── Supplied material ──

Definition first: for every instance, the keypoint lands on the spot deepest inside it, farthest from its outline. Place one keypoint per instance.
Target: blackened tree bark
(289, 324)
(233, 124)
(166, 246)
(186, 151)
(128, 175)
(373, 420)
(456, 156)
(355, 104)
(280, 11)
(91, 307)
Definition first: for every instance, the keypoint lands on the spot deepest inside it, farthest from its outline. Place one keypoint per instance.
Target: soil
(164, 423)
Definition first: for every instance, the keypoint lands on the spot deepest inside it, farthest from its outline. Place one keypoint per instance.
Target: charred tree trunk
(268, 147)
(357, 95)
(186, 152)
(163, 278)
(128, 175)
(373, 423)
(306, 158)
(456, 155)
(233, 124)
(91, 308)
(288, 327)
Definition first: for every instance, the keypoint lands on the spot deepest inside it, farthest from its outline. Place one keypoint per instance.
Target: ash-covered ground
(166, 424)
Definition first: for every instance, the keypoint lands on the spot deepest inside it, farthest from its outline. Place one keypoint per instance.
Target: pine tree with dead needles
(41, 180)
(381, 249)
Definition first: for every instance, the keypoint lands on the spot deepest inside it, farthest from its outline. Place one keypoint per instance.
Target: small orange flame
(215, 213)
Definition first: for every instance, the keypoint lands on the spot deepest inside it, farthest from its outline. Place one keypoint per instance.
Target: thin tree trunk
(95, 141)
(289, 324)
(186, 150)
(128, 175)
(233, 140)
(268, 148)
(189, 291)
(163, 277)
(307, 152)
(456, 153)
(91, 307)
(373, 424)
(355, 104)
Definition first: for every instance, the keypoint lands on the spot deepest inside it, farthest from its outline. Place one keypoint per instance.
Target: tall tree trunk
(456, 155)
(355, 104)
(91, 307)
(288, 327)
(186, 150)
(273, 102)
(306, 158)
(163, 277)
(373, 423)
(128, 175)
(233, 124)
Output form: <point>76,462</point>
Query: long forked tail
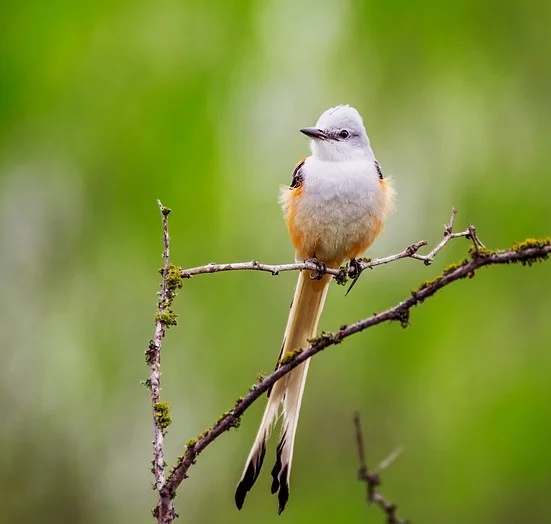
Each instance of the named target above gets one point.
<point>301,326</point>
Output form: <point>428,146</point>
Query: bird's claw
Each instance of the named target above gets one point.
<point>320,271</point>
<point>354,271</point>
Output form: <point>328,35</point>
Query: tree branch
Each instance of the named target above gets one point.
<point>525,253</point>
<point>164,511</point>
<point>372,479</point>
<point>342,273</point>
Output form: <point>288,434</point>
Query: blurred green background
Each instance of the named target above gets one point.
<point>107,106</point>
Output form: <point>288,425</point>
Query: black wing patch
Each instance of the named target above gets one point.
<point>298,177</point>
<point>379,170</point>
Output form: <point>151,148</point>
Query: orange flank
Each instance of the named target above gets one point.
<point>294,232</point>
<point>363,243</point>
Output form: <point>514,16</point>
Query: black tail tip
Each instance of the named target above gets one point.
<point>240,494</point>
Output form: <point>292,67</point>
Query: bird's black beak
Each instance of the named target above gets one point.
<point>314,132</point>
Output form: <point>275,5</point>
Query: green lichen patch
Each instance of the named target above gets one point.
<point>162,414</point>
<point>173,279</point>
<point>289,356</point>
<point>532,243</point>
<point>166,317</point>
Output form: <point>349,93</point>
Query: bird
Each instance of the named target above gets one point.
<point>334,208</point>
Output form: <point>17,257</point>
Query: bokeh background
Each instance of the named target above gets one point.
<point>107,106</point>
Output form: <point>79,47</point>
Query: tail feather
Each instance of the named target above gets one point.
<point>301,326</point>
<point>258,451</point>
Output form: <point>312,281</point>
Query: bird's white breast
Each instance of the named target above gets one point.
<point>341,203</point>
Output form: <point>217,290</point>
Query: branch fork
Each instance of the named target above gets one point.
<point>525,253</point>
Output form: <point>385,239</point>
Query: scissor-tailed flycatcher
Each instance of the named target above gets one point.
<point>334,208</point>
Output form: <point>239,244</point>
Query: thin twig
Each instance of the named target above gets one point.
<point>411,251</point>
<point>373,479</point>
<point>164,512</point>
<point>525,253</point>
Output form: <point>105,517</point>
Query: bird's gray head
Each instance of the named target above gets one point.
<point>339,135</point>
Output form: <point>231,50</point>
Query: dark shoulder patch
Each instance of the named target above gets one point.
<point>379,170</point>
<point>298,177</point>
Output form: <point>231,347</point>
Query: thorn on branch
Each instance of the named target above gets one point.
<point>372,479</point>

───

Prompt -> An exact reprint of the records above is required, with all pictures left out.

Answer box ->
Definition first: for every instance, the keypoint lands on the spot deepest inside it, farthest from its outline. Place one keypoint per instance.
Target: blackened tree bark
(289, 324)
(233, 124)
(166, 246)
(186, 151)
(128, 175)
(373, 420)
(456, 156)
(355, 104)
(280, 11)
(91, 307)
Definition first: for every instance, the keypoint lands on the spot deepest inside it, farthest from its outline. Place one keypoint per instance.
Target: soil
(164, 423)
Definition first: for every instance, the keypoint lands on the spot deepest inside it, farthest from its outline. Place one keypoint per instance.
Target: charred tree trunk
(268, 147)
(357, 95)
(186, 152)
(163, 278)
(128, 175)
(373, 423)
(306, 158)
(456, 155)
(233, 124)
(91, 308)
(288, 327)
Definition first: for every instance, the keypoint lands on the spot deepest inside it, farthest from its outline. Place one keypoint per instance.
Target: ash-covered ground
(166, 424)
Definition first: for every instance, the keypoint lands on the spot deepest inside it, farthest from its outline. Place one keypoint per instance.
Target: pine tree with dead needles
(41, 180)
(381, 249)
Definition first: for every instance, the keypoint lands on the spot deepest inside it, farthest from its outline. Place one keypoint per instance.
Target: small orange flame
(215, 213)
Definition first: for every instance, the keypoint lands on the spot deepest inside it, farthest from its outline. Place one keypoint per instance.
Target: thin tree trunk
(95, 141)
(289, 324)
(186, 150)
(128, 175)
(233, 140)
(268, 148)
(189, 291)
(163, 277)
(307, 152)
(456, 153)
(91, 307)
(373, 424)
(355, 104)
Definition first: for every instance, the keypoint lands on the spot deepest inside it, farthest from its outline. Place one keypoint per instance.
Target: tall tree trunk
(456, 155)
(355, 104)
(91, 307)
(288, 327)
(186, 150)
(273, 102)
(306, 158)
(163, 277)
(373, 423)
(128, 175)
(233, 124)
Output form: <point>76,462</point>
Query: long forked tail
Each instance of the named target above gets one point.
<point>301,326</point>
Output form: <point>428,146</point>
Query: bird's claw
Each instance of the named target above gets one point.
<point>320,271</point>
<point>354,271</point>
Output form: <point>328,35</point>
Query: tree branch
Each instance of the named target above gets one point.
<point>525,253</point>
<point>164,511</point>
<point>372,479</point>
<point>342,273</point>
Output form: <point>288,434</point>
Query: blurred green background
Each instance of the named target above gets one point.
<point>107,106</point>
Output form: <point>288,425</point>
Query: black wing patch
Each instance of the named target above gets one point.
<point>298,177</point>
<point>379,170</point>
Output form: <point>151,148</point>
Query: orange flank
Each instance of the named target above gets one point.
<point>294,232</point>
<point>363,243</point>
Output form: <point>514,16</point>
Query: black tail tip
Each instance of the named target above gets one point.
<point>240,494</point>
Output form: <point>292,67</point>
Query: bird's black beak
Each instance of the named target above gets one point.
<point>314,132</point>
Output form: <point>275,5</point>
Query: green lichen patch
Each instance of the named target above gets one point.
<point>162,414</point>
<point>173,279</point>
<point>289,356</point>
<point>532,243</point>
<point>166,317</point>
Output form: <point>349,93</point>
Query: bird
Each instance of the named target above gets one point.
<point>334,208</point>
Output form: <point>17,257</point>
Query: bokeh background
Each instance of the named target above gets one point.
<point>107,106</point>
Output form: <point>79,47</point>
Query: tail feather
Each instance of the named target above gets one point.
<point>301,326</point>
<point>258,451</point>
Output form: <point>312,281</point>
Query: bird's white breast
Each instance of the named target above gets one point.
<point>341,203</point>
Output form: <point>217,290</point>
Query: branch fork
Each instance of the named target above gets one point.
<point>525,253</point>
Output form: <point>385,239</point>
Query: scissor-tailed flycatcher
Each instance of the named target above gets one point.
<point>334,208</point>
Output form: <point>239,244</point>
Query: thin twig
Each instance of the named target above gets one point.
<point>411,251</point>
<point>373,479</point>
<point>164,512</point>
<point>525,253</point>
Output form: <point>105,517</point>
Query: bird's gray head
Each instance of the named target above gets one point.
<point>339,135</point>
Output form: <point>231,50</point>
Query: dark shoulder patch
Each instance of the named target above gets one point.
<point>379,170</point>
<point>298,177</point>
Output form: <point>231,347</point>
Query: thorn on branch
Each instance of the named target above gets one point.
<point>372,479</point>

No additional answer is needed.